> **Условие задания**
Кто, согласно отрывку, стрелял в Александра II в Париже?

> **Отрывок**
....................

Приезд Александра II во Францию сопровождался антирусскими выступлениями живших там поляков. Их поддерживали французские радикалы. Императору пришлось входить в музей между шеренгами людей, кричавших: «Да здравствует Польша!»

В Париже в Александра стрелял волынский поляк Антон Березов­ский, но промахнулся.
* * *

После раскола «Земли и воли» эта организация разделилась. Наи­более радикальные, сторонники политической борьбы и террора, об­разовали партию «Народной воли». В нее вошли Михайлов, Зунделевич, Квятковский, Фигнер, Перовская, Тихомиров, Баранников, Фролен­ко, Морозов, Пресняков.

Позже были приняты Желябов, Колоткевич, Ширяев и Ошанина.

....................

> **Входные данные**
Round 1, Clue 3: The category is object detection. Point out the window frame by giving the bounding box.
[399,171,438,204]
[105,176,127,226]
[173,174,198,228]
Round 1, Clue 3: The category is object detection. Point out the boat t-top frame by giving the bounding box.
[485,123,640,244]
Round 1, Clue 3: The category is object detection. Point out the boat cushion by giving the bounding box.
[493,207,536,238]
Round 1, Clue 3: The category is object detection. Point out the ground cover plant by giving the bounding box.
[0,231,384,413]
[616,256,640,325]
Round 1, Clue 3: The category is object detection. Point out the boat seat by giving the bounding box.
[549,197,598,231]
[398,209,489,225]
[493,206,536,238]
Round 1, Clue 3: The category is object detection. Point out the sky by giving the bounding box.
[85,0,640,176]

....................

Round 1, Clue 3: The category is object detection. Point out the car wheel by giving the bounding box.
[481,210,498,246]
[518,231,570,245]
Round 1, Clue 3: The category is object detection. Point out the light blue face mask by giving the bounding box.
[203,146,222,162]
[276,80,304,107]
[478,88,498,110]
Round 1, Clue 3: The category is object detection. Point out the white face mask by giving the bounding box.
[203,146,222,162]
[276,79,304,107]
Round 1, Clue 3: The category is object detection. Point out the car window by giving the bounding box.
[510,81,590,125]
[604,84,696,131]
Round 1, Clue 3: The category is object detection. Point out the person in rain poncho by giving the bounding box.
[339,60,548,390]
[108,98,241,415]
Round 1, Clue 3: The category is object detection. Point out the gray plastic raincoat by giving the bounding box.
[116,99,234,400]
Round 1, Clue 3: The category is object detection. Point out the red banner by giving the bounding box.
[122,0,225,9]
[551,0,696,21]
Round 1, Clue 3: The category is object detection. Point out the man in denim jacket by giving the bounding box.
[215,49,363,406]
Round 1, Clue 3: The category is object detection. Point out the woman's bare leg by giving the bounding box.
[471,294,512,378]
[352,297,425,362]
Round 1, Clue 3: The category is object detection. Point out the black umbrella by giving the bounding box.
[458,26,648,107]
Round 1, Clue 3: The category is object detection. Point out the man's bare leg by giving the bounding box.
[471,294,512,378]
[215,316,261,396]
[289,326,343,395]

....................

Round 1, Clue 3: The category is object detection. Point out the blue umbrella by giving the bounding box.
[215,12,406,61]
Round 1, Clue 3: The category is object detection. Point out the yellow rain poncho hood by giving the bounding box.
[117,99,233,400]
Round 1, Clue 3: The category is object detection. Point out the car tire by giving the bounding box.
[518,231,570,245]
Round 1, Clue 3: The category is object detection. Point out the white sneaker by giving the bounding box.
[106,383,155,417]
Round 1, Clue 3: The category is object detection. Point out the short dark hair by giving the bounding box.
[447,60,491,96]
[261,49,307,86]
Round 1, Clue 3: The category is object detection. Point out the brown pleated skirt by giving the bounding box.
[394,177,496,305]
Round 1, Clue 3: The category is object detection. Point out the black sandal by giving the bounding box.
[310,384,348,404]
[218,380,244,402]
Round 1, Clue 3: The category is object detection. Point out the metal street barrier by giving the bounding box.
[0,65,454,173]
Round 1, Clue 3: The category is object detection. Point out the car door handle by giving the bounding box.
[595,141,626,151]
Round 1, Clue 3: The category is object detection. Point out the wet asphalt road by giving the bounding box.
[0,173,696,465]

....................

> **Ожидаемый ответ**
Волынский поляк Антон Березовский.